> _Problem A_: In the exhibit description about eighteenth-century hair, in what year did Horace Walpole mention "The Maccaroni Club"?

Preposterous Headdresses and Feathered
Ladies:
Hair, Wigs, Barbers, and Hairdressers
An Exhibit at the Lewis Walpole Library: May 8 -
October 29, 2003
In the second half of the eighteenth century
the hair of the fashionable world in England soared to new
heights. From the Lewis Walpole Library’s collection here
is a selection of prints focused on hair and wigs, and on
the hairdressers and barbers who created and tended them.
These images of “preposterous” hairstyles
give evidence of the increased economic prosperity that made
possible such extreme fashions as well as the luxury goods
necessary to them. At the time of publication, the prints
also served to communicate and disseminate the latest styles
to a broader public.
English women borrowed fashionable hairstyles
from France, particularly Marie Antoinette’s fanciful headdresses,
and English men returning from the Grand Tour brought back
fashions as well as objets d’art. From the beginning
there was ambivalence among the English about extravagant
fashion, and the extreme style adopted by the young gentlemen
back from their European travels, dubbed “Macaronies,” was
usually portrayed as ridiculous and sometimes even as unnatural.
In 1764 Horace Walpole mentioned “The Maccaroni Club (which
is composed of all the travelled young men who wear long
curls and spying-glasses),” and a writer in the Oxford
Magazine had this to say in 1770: “There is indeed a
kind of animal, neither male nor female, a thing of the neuter
gender, lately started up amongst us. It is called Macaroni.
It talks without meaning, it smiles without pleasantry, it
eats without appetite, it rides without exercise, it wenches
without passion.”
In addition to reflecting an English distrust
of Continental (specifically French and Italian) excess in
dress and manner, some of the prints also point up the confusion
and sense of disorder caused by attempts at upward mobility.
Satiric images abound of men and women putting on the clothes,
and trying for the manners and hairstyles, of the upper classes.

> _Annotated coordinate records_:
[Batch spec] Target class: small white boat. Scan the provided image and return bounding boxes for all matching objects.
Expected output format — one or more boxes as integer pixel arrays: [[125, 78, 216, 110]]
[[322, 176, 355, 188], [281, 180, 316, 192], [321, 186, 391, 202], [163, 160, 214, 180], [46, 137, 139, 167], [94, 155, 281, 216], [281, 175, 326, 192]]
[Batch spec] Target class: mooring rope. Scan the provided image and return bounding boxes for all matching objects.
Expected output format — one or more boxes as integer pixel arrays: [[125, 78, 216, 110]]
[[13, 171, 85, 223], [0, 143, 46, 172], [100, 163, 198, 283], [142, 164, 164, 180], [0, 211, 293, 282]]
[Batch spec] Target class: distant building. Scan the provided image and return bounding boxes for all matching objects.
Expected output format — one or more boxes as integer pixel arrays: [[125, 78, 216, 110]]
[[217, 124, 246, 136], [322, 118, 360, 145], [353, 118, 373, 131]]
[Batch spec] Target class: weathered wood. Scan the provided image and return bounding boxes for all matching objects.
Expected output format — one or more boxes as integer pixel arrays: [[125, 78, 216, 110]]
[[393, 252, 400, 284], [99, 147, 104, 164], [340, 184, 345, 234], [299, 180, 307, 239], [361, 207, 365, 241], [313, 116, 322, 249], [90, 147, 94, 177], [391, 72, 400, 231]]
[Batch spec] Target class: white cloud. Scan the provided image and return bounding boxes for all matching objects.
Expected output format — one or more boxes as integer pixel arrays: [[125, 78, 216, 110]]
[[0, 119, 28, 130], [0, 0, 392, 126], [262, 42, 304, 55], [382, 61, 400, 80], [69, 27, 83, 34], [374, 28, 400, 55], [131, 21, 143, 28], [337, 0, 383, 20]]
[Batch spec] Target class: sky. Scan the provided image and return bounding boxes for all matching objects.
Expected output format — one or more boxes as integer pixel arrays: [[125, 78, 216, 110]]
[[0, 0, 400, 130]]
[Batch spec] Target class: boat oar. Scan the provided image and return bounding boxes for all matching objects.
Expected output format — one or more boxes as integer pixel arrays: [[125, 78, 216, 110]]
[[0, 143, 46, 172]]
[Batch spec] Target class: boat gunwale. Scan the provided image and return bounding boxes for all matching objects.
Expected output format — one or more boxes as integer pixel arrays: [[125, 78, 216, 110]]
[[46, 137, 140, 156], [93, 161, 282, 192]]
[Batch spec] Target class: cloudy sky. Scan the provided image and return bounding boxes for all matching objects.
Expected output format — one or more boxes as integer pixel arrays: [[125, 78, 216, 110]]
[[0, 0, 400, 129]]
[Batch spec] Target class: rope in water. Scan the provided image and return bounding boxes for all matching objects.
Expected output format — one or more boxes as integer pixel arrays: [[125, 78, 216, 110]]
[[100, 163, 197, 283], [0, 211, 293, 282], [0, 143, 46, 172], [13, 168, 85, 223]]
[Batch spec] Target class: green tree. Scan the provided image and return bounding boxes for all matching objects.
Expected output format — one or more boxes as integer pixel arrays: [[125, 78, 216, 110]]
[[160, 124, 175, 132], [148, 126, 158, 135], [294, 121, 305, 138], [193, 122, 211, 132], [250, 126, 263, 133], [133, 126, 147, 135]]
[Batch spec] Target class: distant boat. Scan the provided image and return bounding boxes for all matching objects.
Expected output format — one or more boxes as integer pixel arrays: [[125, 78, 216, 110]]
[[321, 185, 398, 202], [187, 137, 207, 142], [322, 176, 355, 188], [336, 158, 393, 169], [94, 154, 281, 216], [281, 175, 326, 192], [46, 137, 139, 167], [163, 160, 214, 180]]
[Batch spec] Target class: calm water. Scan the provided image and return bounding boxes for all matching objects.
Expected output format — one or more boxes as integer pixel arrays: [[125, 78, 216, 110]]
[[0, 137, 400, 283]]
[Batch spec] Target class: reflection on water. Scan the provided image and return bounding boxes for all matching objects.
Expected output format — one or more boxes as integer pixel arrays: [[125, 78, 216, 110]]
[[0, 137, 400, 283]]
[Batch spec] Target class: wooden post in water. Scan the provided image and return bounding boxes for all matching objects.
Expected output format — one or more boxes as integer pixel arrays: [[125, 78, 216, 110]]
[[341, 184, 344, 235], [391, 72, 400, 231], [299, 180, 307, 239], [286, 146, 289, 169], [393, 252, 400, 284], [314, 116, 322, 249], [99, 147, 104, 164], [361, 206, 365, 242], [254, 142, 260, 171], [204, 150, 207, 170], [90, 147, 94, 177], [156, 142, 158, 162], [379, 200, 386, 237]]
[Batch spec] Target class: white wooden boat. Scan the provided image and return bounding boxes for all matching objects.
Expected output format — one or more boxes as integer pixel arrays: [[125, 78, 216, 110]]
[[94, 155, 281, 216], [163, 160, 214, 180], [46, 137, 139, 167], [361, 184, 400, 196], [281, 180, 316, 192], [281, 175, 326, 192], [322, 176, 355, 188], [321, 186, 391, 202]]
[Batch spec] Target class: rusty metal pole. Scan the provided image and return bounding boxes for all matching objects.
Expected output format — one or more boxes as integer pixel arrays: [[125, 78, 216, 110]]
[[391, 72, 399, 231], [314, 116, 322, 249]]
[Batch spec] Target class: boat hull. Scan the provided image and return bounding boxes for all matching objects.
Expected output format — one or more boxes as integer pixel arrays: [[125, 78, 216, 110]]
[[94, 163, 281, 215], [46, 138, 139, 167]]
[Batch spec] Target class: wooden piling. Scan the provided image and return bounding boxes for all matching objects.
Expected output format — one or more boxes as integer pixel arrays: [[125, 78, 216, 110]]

> _Problem B_: Copy the listing word for word, beginning at its first line and stopping after the line that contains "175, 326, 192]]".

> _Exercise response A_: 1764

> _Exercise response B_:
[Batch spec] Target class: small white boat. Scan the provided image and return bounding boxes for all matching objects.
Expected output format — one or more boxes as integer pixel arrays: [[125, 78, 216, 110]]
[[322, 176, 355, 188], [281, 180, 316, 192], [321, 186, 391, 202], [163, 160, 214, 180], [46, 137, 139, 167], [94, 155, 281, 216], [281, 175, 326, 192]]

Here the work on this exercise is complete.